> **Written task A**
Revise the rows from the line with "Tag the tree on" to the line with "<point>600,656</point>" by changing "Tag" to "Mark" throughout, leaving everything else untouched. Return only those revised lines.

> **Excerpt**
● ● ●

Topic: Expanded possibilities for adaptive management
on Federal lands
Issue: The goal of management on Federal lands is to create
and maintain sustainable ecosystems that can support human needs
indefinitely. To increase chances that goals can be met requires
increasing knowledge of societal values, ecological capacity,
and their interactions through more effective learning and adapting.
Traditionally, scientists have been responsible for creating new
formal knowledge about ecosystems. But science organizations
do not have the resources necessary to develop the amount and
kinds of information required by today's greatly expanded scales
of geography, time, and complexity. Partner-ships with managers
and citizens therefore may be required to increase effectiveness
of learning and adapting.
Findings:
Concepts of adaptive management are confused. A wide range
of definitions of adaptive management now exist, such as simply
completing the planning-doing-monitoring-evaluating cycle, local
public participation, and fiddling (trying new approaches in an
unstructured way). We define adaptation as the process
of responding positively to change, and adaptive management
as an approach to managing complex natural systems that builds
on common sense and learning from experience to include experimenting,
monitoring, and adjusting practices based on what was learned.
We argue that adaptive management should focus on accelerating
learning and adapting through new partnerships, structured learning,
and by changing management and research institutions.

● ● ●

> **Supplied data**
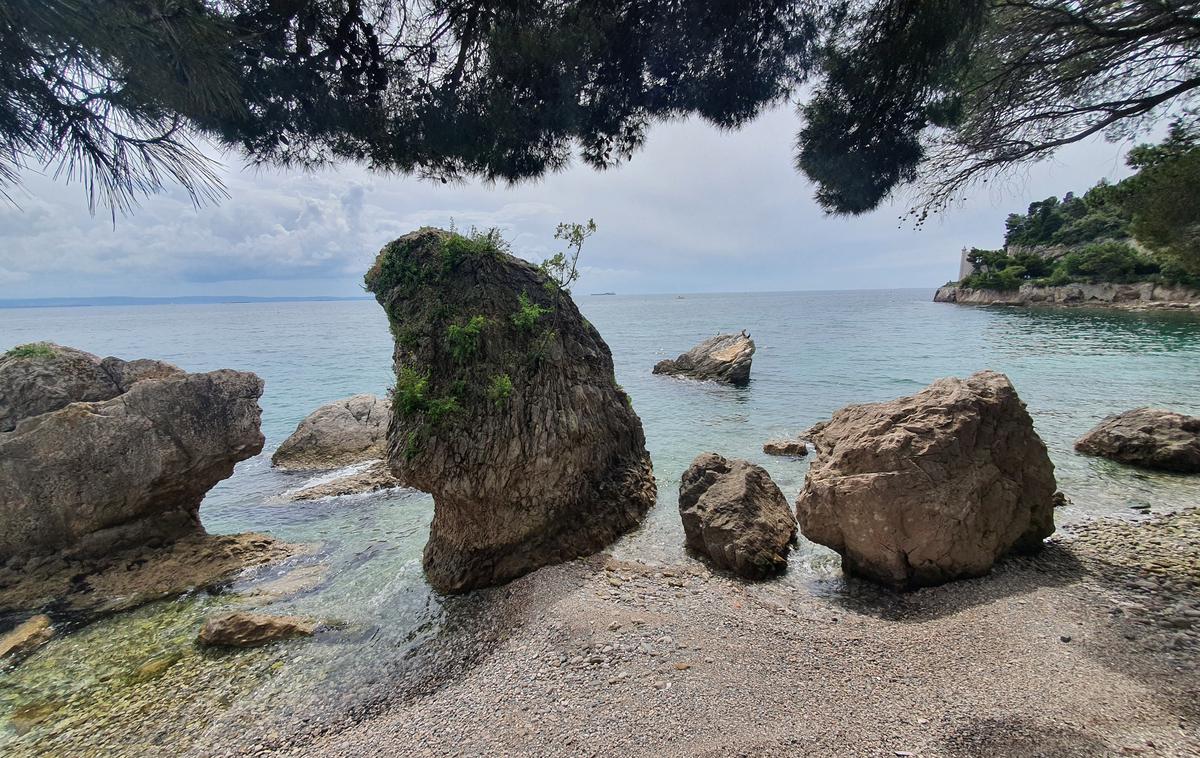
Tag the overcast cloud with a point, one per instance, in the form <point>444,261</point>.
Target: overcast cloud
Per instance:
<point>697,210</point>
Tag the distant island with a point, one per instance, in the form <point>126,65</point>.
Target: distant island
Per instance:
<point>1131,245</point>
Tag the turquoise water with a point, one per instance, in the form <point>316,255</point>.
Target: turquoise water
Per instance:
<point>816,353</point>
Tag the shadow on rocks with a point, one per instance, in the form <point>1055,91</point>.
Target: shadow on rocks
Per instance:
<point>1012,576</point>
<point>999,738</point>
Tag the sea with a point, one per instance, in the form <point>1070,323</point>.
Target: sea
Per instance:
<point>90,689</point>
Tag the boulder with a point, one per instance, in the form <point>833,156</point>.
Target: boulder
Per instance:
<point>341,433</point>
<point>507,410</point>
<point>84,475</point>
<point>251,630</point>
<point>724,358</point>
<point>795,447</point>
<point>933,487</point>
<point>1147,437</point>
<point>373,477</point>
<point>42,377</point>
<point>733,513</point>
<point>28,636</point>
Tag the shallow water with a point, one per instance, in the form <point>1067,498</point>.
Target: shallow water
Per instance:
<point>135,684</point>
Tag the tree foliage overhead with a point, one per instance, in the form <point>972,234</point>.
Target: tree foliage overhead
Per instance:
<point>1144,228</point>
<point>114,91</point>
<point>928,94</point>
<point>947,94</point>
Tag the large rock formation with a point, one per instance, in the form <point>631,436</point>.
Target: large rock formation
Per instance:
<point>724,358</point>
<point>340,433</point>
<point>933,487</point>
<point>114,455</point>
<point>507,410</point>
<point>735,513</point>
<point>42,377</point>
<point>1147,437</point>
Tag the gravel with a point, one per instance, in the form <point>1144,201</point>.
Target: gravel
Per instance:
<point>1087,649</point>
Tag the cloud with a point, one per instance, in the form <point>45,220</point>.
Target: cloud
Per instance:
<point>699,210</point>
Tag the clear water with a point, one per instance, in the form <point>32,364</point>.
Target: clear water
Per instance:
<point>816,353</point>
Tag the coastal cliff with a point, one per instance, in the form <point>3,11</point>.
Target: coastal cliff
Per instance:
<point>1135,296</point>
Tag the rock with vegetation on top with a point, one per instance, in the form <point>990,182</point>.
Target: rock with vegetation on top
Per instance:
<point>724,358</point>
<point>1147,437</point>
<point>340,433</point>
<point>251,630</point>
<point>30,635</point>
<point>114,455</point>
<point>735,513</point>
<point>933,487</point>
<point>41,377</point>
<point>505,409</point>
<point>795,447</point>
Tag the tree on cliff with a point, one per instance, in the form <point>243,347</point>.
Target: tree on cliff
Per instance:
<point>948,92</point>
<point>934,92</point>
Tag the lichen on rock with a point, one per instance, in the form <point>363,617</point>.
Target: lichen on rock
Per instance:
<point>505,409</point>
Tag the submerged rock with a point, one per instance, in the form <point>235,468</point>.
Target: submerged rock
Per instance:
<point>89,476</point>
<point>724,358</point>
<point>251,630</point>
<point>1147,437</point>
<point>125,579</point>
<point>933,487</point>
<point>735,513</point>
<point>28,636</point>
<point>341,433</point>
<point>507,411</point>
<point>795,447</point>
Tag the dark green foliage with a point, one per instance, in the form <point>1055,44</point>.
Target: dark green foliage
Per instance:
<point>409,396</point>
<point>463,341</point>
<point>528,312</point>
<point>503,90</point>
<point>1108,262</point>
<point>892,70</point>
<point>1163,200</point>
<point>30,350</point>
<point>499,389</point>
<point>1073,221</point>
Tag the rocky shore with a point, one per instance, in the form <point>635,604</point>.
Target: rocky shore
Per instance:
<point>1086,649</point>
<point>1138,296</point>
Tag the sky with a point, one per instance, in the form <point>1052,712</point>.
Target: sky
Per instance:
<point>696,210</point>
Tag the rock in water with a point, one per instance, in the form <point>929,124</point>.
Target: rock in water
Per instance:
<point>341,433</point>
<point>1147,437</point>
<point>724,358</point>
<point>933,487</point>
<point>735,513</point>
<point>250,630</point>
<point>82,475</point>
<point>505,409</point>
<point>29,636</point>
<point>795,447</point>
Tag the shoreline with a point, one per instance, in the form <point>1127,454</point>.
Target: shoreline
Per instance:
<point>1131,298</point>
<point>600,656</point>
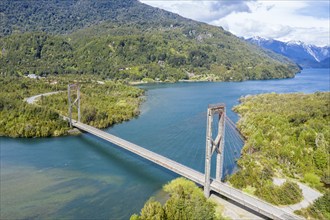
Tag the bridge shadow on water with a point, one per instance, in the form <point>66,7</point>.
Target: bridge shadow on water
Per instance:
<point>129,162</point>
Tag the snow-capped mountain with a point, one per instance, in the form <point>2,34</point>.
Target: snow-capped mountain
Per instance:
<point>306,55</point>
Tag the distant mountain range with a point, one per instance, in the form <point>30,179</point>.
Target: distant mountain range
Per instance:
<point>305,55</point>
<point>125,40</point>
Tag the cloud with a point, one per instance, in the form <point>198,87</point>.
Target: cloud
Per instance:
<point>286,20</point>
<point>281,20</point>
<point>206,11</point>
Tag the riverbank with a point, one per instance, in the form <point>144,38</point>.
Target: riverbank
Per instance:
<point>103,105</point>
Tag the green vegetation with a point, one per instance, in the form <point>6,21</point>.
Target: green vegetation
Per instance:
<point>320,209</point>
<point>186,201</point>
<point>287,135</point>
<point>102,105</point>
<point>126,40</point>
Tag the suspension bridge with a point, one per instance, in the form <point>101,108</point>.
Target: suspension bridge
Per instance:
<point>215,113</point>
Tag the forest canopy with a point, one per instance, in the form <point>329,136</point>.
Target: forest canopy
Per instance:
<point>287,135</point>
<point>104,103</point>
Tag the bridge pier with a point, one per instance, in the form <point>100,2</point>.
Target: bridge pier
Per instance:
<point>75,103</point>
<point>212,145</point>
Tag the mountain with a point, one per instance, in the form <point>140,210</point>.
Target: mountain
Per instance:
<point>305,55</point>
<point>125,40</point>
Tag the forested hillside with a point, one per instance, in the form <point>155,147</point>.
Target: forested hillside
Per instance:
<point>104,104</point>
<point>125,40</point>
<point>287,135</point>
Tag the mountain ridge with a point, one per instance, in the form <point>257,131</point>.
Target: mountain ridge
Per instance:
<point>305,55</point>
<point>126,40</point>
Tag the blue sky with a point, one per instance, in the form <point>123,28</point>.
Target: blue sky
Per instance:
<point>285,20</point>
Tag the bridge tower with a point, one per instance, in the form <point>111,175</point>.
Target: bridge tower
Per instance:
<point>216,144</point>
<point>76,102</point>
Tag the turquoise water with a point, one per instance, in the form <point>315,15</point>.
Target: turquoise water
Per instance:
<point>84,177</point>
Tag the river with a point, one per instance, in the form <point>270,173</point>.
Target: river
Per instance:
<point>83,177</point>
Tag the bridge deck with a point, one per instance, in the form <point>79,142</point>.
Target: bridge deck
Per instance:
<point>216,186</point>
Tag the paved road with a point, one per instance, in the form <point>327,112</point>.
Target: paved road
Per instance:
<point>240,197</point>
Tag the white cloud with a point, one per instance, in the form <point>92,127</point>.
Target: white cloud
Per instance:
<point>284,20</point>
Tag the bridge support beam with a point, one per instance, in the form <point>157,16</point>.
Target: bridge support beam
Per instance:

● ● ●

> **Written task B**
According to the text on adaptive management, what is the goal of management on Federal lands?

> **Expected output A**
Mark the tree on cliff with a point, one per instance, in the form <point>243,347</point>.
Target: tree on cliff
Per instance:
<point>948,92</point>
<point>934,92</point>
Mark the lichen on rock with a point, one per instance, in the form <point>363,617</point>.
Target: lichen on rock
Per instance:
<point>505,409</point>
Mark the submerged rock with a point, one per instance, in the form <point>235,468</point>.
Target: submerged rock
Per instance:
<point>89,476</point>
<point>724,358</point>
<point>251,630</point>
<point>1147,437</point>
<point>125,579</point>
<point>933,487</point>
<point>735,513</point>
<point>28,636</point>
<point>341,433</point>
<point>507,411</point>
<point>795,447</point>
Mark the dark green foliage with a point, one per instance, in the form <point>1055,44</point>.
Target: dark green foliage
Per instance:
<point>409,396</point>
<point>463,341</point>
<point>528,312</point>
<point>503,90</point>
<point>1108,262</point>
<point>892,70</point>
<point>1163,200</point>
<point>30,350</point>
<point>499,389</point>
<point>1073,221</point>
Mark the rocky shore with a point, one per instance, in the form <point>635,604</point>.
Target: rocky shore
Per instance:
<point>1086,649</point>
<point>1138,296</point>
Mark the sky with a point, one per instance, in the form <point>1052,712</point>.
Target: sky
Per instance:
<point>696,210</point>
Mark the rock in water with a point, one per instance, in the form <point>929,124</point>.
Target: rock in water
Per instance:
<point>341,433</point>
<point>1147,437</point>
<point>724,358</point>
<point>933,487</point>
<point>735,513</point>
<point>250,630</point>
<point>82,475</point>
<point>505,409</point>
<point>29,636</point>
<point>795,447</point>
Mark the shoreline with a point, one per instance, in the form <point>1127,454</point>.
Target: shoreline
Per instance:
<point>1131,298</point>
<point>600,656</point>

> **Expected output B**
To create and maintain sustainable ecosystems that can support human needs indefinitely.